» **What you should do**: Could you write out every line of the entries below again, requests included, and raise each coordinate in the answers by 22?

Pointing dataset entries:
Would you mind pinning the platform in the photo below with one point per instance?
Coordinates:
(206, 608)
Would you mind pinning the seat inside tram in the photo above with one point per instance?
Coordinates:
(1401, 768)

» **In response**:
Would you mind pinning the platform in the photo below with one point per instance?
Coordinates:
(228, 630)
Would you mind pinning the seat inside tram in the photo above with one point per instance?
Coordinates:
(1423, 790)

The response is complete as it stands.